The problem >> Extract every line of the rows below that contains the string "wall", matching case exactly.

Items listed in a dataset

⟨

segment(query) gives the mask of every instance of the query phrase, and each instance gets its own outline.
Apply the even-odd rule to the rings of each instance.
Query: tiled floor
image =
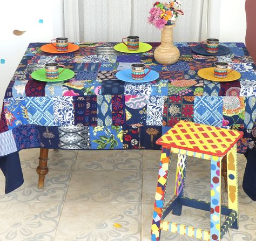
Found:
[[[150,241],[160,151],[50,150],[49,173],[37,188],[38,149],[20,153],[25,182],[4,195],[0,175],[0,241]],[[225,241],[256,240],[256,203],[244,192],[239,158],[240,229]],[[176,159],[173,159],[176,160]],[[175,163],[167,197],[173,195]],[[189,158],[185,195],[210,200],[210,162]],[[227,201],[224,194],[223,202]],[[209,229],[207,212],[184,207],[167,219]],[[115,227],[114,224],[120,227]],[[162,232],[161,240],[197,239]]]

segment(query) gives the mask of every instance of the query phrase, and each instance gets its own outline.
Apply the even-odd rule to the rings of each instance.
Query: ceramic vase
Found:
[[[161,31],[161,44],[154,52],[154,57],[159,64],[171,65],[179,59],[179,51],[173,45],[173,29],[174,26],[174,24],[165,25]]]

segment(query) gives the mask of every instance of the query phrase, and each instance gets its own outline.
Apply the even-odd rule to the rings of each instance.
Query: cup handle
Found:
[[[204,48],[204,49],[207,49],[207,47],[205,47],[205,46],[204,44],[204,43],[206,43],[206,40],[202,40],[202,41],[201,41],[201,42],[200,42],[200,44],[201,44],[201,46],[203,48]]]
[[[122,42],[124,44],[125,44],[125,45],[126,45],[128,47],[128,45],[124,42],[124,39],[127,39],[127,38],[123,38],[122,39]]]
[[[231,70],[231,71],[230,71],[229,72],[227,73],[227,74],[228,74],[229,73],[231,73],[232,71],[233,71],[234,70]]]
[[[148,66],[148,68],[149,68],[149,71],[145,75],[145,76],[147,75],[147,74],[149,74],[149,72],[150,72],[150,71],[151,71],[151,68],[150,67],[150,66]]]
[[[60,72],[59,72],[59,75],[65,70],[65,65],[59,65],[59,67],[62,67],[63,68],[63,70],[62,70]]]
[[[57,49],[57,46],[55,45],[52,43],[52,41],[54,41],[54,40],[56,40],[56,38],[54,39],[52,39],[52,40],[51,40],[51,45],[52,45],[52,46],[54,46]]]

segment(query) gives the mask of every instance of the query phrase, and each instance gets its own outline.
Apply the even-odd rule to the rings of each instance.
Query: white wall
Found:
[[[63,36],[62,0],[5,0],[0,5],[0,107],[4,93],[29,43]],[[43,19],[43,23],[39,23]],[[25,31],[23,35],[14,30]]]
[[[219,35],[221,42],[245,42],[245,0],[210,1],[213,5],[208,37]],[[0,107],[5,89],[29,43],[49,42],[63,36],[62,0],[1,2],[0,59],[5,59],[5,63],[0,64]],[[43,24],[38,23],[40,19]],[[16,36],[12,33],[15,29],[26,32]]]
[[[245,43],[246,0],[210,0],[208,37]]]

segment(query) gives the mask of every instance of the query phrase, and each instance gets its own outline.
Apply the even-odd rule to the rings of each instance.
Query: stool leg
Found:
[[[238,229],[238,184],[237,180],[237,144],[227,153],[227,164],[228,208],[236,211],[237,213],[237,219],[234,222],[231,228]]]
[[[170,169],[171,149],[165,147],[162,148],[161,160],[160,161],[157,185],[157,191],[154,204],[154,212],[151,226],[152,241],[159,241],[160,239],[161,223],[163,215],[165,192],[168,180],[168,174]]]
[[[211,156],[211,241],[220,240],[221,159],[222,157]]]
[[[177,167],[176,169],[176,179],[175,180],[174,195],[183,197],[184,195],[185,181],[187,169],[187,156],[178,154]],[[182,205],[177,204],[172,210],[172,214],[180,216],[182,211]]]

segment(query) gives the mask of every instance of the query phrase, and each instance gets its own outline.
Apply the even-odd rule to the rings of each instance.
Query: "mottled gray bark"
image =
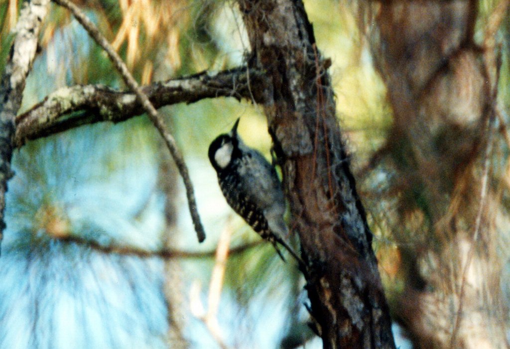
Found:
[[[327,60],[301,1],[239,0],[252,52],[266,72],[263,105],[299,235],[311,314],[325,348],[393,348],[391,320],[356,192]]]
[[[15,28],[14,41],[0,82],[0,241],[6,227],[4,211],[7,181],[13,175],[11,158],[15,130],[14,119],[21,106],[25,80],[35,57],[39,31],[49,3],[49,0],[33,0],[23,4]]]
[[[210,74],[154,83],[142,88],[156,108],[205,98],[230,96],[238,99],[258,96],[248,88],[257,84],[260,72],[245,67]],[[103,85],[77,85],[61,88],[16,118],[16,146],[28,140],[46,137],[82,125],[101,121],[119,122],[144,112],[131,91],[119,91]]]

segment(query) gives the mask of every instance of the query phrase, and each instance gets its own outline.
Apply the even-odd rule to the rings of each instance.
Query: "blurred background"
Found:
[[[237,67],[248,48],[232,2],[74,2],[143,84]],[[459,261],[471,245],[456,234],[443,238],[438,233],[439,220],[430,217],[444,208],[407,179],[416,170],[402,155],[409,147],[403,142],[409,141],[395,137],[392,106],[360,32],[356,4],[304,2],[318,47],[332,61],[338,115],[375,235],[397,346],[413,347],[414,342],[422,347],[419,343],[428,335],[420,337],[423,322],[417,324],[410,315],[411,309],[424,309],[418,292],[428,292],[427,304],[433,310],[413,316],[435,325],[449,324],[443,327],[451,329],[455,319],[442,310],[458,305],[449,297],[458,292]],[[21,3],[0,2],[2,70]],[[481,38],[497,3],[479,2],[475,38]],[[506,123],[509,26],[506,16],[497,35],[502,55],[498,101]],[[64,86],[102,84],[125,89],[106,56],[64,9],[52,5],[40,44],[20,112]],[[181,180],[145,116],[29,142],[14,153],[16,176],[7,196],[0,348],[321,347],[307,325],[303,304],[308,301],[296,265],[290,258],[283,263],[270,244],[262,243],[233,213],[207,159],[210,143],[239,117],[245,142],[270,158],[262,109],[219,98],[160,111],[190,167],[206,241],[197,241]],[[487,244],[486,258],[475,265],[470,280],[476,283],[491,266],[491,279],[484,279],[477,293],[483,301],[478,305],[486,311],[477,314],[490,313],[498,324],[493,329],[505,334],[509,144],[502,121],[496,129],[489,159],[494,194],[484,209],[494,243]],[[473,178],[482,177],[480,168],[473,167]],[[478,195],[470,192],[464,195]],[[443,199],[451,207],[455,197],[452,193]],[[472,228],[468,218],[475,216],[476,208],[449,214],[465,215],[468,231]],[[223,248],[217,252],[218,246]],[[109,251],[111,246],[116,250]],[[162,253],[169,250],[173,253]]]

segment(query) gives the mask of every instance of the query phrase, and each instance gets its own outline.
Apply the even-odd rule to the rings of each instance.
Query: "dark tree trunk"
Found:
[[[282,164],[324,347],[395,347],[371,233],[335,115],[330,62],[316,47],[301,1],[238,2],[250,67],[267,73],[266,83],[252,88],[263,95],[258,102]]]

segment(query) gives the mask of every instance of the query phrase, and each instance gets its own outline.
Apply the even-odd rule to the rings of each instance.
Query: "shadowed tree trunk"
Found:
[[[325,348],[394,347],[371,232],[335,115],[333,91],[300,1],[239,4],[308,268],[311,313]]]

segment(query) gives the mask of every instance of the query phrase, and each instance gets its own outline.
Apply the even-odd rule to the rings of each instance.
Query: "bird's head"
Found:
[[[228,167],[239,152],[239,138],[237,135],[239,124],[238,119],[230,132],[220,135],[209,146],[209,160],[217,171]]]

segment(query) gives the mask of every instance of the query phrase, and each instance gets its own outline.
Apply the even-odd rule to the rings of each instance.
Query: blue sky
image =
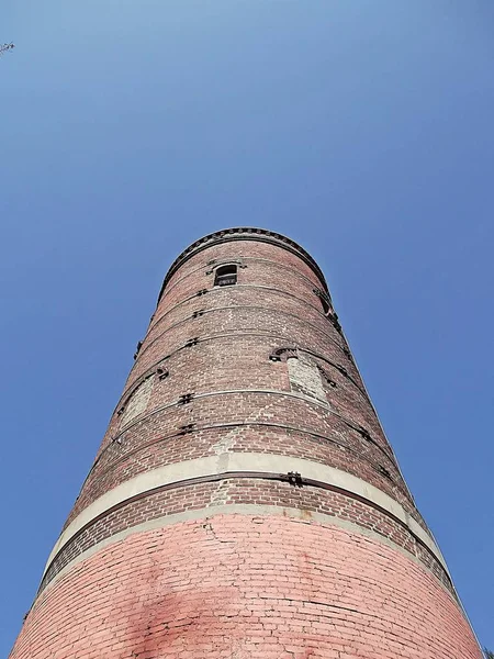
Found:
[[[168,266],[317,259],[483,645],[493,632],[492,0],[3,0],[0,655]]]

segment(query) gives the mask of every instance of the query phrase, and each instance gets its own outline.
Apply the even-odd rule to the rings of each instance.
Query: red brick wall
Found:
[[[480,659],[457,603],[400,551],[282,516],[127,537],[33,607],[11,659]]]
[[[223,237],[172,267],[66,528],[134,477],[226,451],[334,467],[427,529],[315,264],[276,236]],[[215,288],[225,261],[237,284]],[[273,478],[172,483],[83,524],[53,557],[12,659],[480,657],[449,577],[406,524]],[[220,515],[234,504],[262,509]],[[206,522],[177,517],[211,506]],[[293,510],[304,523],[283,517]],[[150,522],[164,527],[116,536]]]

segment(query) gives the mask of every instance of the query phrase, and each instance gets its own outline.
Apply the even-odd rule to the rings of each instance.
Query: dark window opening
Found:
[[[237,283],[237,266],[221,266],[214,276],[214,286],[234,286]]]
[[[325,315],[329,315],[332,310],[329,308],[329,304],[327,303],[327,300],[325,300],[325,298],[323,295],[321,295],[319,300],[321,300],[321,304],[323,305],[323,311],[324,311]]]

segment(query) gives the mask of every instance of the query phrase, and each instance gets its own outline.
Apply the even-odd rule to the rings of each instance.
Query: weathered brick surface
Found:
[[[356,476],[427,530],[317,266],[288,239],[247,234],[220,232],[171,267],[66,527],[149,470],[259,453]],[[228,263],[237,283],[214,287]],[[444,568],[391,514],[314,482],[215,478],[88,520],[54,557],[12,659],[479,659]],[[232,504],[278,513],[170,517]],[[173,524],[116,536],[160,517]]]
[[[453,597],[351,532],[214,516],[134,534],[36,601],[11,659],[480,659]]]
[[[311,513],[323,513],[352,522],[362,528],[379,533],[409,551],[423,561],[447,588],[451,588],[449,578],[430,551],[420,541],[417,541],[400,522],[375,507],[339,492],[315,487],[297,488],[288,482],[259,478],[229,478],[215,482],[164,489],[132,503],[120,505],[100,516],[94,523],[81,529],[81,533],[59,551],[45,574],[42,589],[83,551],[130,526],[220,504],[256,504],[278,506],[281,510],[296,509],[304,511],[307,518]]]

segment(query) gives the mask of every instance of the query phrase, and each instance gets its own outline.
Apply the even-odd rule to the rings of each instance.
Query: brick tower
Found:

⟩

The reply >>
Query: white wall
Query: red brick wall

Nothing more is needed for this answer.